Beginning at the line that holds "I bet you can't find the person", copy the material below exactly through its last line.

*** Begin section ***

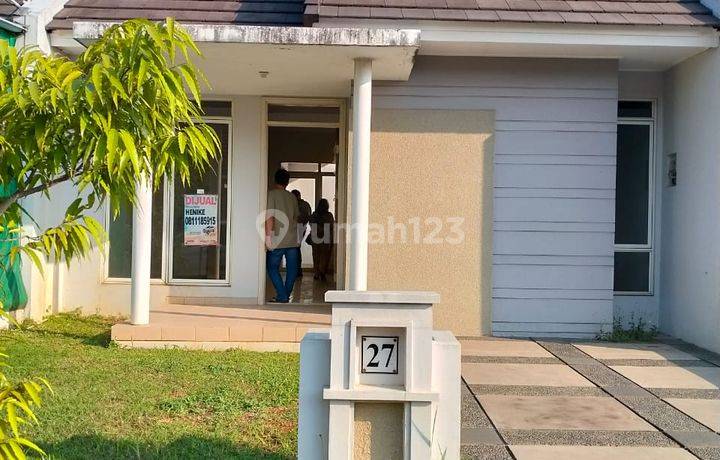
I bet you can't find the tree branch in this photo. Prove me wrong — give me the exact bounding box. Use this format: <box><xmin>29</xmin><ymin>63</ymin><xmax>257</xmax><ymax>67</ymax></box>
<box><xmin>0</xmin><ymin>173</ymin><xmax>73</xmax><ymax>216</ymax></box>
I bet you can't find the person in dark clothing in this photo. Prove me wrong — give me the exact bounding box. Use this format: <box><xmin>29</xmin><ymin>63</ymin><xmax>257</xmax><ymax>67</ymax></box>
<box><xmin>308</xmin><ymin>198</ymin><xmax>334</xmax><ymax>282</ymax></box>
<box><xmin>291</xmin><ymin>189</ymin><xmax>312</xmax><ymax>278</ymax></box>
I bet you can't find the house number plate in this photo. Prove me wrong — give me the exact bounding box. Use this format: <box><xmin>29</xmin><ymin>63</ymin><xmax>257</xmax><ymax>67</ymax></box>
<box><xmin>361</xmin><ymin>336</ymin><xmax>399</xmax><ymax>374</ymax></box>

*** End section ***

◆ Answer:
I bet you can't find the person in dark clothing in this photo. Prove me wrong — give me the exact bounding box. Use this format: <box><xmin>29</xmin><ymin>63</ymin><xmax>257</xmax><ymax>67</ymax></box>
<box><xmin>308</xmin><ymin>198</ymin><xmax>334</xmax><ymax>282</ymax></box>
<box><xmin>291</xmin><ymin>189</ymin><xmax>312</xmax><ymax>278</ymax></box>
I bet you can't find the house number plate in this photo. Prove me wrong — give me the exact bounding box. Use this format: <box><xmin>29</xmin><ymin>63</ymin><xmax>257</xmax><ymax>67</ymax></box>
<box><xmin>361</xmin><ymin>336</ymin><xmax>399</xmax><ymax>374</ymax></box>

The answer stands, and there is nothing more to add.